Task item A:
Say whether each statement below agrees with the NTSB article, answering yes or no and quoting the deciding words of the article: (i) Cannabis is the drug most often detected in impaired driving incidents. (ii) The NTSB recommends that cannabis products carry a warning label about driving impairment. (iii) Many jurisdictions keep testing for other drugs after a driver's blood alcohol concentration exceeds a certain threshold.
Task item B:
From the NTSB article, write out the stretch from "Alcohol remains the" through "drug-impaired driving laws.", keeping every word and mark unchanged.

Quoted passage:
--------

A new report from the National Transportation Safety Board (NTSB) says federal and state agencies need to take action to address the continuing problem of impaired driving, including from alcohol, cannabis and multiple drug use.
The NTSB examined the crash risk associated with different drugs — including alcohol, cannabis, prescription, over-the-counter and other drugs — and the prevalence of their use among drivers. The report also makes recommendations aimed at preventing crashes caused by impaired drivers.
Alcohol remains the most often detected drug in impaired driving incidents and cannabis is the second most common. They also found that while alcohol is most often detected alone, cannabis was most often detected in combination with alcohol or other drugs.
In the report, the NTSB recommends:
- A requirement that cannabis products have a warning label about driving impairment.
- Enhancements to state drug-impaired driving laws.
- Standardization of toxicology testing for the detection of drug use
- Research on how to improve compliance with driving-related warnings on potentially impairing prescription and over-the-counter drugs.
The report also says current testing practices and protocols need to be improved to both better detect a driver’s drug use and accurately report the prevalence of drug-impaired driving.
For example, many jurisdictions halt testing when a driver’s blood alcohol concentration is over a certain threshold, losing valuable information on other drugs the driver may have used.
Additionally, a lack of standardized drug testing and reporting hinders understanding of the issue and the development of policies that can reduce impaired driving, as well as treatment options for those with substance abuse disorders.

--------

Extracted data:
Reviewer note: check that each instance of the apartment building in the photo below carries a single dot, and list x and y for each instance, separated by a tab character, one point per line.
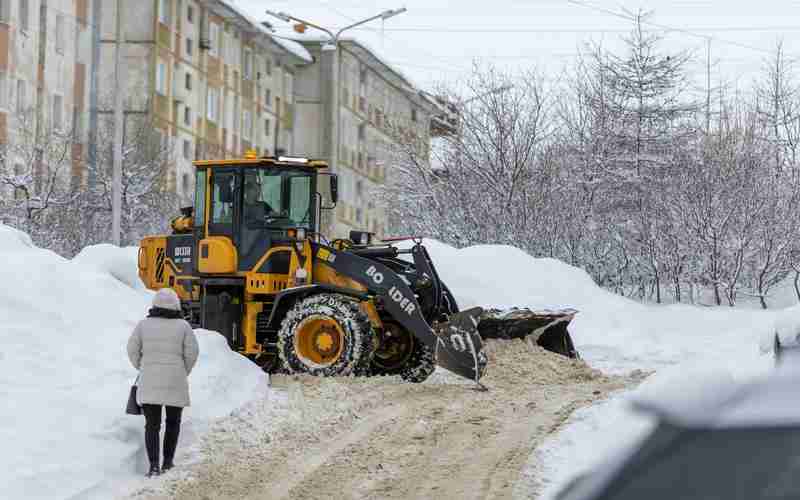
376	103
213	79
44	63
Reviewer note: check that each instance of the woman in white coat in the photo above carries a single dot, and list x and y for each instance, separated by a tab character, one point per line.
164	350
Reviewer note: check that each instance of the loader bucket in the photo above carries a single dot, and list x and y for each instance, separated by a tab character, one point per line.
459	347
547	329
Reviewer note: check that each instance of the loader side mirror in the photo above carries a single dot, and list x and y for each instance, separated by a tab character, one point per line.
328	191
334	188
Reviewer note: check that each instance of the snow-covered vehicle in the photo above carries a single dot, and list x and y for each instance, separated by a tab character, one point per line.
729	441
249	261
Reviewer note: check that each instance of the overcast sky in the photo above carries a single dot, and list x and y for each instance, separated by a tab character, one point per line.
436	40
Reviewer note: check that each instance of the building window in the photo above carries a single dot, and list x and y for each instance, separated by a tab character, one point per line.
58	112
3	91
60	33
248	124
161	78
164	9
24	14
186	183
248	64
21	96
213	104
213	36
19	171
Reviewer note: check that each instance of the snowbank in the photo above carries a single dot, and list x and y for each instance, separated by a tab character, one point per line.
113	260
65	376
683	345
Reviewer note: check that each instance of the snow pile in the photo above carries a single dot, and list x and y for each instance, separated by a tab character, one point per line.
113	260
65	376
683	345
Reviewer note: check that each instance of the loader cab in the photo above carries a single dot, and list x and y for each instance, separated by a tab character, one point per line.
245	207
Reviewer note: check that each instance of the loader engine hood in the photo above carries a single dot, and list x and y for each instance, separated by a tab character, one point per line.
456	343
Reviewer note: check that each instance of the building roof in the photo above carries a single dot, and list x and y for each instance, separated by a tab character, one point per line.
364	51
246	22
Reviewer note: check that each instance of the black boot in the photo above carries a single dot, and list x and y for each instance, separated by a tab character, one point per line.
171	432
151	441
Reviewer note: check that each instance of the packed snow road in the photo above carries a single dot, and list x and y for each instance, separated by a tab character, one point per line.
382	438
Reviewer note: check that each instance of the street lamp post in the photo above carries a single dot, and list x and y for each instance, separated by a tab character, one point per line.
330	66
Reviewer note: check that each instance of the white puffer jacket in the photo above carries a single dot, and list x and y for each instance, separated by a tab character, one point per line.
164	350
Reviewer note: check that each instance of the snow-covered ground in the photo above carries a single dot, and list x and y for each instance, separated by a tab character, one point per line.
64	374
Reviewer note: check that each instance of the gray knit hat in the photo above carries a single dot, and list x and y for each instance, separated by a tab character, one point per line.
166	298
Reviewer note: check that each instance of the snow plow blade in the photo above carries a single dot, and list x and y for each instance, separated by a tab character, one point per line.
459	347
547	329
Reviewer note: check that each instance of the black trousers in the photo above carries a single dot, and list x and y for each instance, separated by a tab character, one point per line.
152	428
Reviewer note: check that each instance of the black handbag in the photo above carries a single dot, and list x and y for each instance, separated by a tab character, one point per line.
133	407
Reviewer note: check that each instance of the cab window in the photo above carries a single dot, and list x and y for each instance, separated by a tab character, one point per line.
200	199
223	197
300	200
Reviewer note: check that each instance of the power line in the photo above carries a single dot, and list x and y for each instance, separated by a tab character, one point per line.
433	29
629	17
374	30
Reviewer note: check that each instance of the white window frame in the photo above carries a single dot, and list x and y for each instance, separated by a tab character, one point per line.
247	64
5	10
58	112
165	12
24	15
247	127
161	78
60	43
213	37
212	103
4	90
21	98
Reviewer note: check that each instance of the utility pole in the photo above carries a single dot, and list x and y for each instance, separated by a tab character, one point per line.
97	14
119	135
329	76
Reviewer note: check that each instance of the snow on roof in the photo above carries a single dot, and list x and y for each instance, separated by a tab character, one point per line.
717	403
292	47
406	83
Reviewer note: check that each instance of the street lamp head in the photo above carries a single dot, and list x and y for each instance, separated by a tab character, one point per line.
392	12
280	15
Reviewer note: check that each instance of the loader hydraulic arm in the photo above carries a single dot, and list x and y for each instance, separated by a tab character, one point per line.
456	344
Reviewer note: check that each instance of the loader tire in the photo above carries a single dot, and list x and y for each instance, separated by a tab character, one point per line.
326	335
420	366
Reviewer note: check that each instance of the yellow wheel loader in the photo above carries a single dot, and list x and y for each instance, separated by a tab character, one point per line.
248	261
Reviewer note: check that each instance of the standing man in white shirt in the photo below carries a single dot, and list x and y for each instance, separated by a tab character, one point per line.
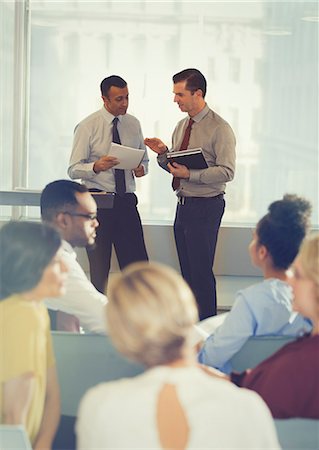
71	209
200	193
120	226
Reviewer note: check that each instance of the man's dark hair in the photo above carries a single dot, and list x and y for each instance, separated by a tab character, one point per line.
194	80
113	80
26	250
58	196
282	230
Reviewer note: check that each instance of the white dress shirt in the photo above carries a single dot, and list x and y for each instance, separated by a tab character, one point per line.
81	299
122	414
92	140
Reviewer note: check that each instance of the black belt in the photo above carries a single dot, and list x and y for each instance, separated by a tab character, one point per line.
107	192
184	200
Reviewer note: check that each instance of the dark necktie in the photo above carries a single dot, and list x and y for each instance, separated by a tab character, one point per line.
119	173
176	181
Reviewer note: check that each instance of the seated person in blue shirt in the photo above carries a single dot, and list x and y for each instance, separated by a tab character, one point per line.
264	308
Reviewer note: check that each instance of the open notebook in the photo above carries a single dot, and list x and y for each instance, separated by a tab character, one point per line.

--------

Answer area A:
(i) No: "Alcohol remains the most often detected drug in impaired driving incidents and cannabis is the second most common."
(ii) Yes: "A requirement that cannabis products have a warning label about driving impairment."
(iii) No: "many jurisdictions halt testing when a driver’s blood alcohol concentration is over a certain threshold"

Answer area B:
Alcohol remains the most often detected drug in impaired driving incidents and cannabis is the second most common. They also found that while alcohol is most often detected alone, cannabis was most often detected in combination with alcohol or other drugs.
In the report, the NTSB recommends:
- A requirement that cannabis products have a warning label about driving impairment.
- Enhancements to state drug-impaired driving laws.